WORK INSTRUCTION
Write out the lines of the records from the one containing "Target: psv scarf" to the very last, keeping each exactly as it is.

EXTRACTED INFORMATION
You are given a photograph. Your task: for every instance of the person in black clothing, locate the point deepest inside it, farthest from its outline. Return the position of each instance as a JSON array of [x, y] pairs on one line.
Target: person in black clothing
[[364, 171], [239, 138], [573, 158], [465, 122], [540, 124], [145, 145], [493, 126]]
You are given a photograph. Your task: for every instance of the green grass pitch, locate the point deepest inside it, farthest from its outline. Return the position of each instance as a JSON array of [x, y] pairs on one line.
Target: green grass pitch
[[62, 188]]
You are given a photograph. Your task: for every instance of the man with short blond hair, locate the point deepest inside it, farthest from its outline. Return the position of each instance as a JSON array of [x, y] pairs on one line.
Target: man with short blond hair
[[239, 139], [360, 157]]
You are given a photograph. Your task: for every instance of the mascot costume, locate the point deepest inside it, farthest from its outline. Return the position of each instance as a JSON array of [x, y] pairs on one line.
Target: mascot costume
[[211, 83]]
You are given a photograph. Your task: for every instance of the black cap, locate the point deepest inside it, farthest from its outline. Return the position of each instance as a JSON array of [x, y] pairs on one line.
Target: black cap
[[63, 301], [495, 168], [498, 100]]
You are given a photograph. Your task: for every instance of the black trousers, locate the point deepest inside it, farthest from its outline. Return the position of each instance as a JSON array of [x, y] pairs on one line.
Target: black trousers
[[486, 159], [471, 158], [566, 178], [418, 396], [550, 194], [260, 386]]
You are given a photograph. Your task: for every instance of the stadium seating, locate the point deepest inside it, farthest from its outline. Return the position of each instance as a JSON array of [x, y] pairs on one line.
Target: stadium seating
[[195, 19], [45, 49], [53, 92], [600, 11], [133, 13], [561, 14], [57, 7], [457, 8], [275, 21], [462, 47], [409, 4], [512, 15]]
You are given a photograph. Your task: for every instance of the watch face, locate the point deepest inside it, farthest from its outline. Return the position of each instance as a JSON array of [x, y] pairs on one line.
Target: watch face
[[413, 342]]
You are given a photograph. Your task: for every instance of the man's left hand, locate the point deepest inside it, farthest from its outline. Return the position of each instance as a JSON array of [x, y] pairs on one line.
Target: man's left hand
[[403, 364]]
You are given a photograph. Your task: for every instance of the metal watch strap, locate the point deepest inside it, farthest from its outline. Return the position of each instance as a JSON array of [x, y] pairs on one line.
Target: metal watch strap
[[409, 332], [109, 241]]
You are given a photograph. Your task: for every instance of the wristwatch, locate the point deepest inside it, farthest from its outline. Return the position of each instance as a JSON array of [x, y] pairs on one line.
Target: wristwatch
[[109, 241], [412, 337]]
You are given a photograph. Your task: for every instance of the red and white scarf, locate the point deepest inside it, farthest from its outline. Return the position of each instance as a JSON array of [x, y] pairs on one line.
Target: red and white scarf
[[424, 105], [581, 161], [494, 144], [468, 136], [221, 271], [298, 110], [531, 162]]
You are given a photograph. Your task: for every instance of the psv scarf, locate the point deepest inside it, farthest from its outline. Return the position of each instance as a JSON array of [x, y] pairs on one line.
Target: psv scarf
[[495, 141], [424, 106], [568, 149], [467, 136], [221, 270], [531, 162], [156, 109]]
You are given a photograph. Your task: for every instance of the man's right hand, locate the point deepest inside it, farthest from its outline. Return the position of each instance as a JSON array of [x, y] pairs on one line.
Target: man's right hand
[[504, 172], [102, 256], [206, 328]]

EXERCISE SOLUTION
Target: psv scarf
[[495, 141], [424, 106], [568, 149], [467, 136], [221, 270], [531, 162], [156, 109]]
You are given a photograph. Your task: for every instance of the man's right hand, locate the point deepest inside it, farthest from its outline. Return the position of each instance as a JSON array of [x, y] pairs on one line.
Target: man's right hand
[[504, 172], [102, 256], [206, 328]]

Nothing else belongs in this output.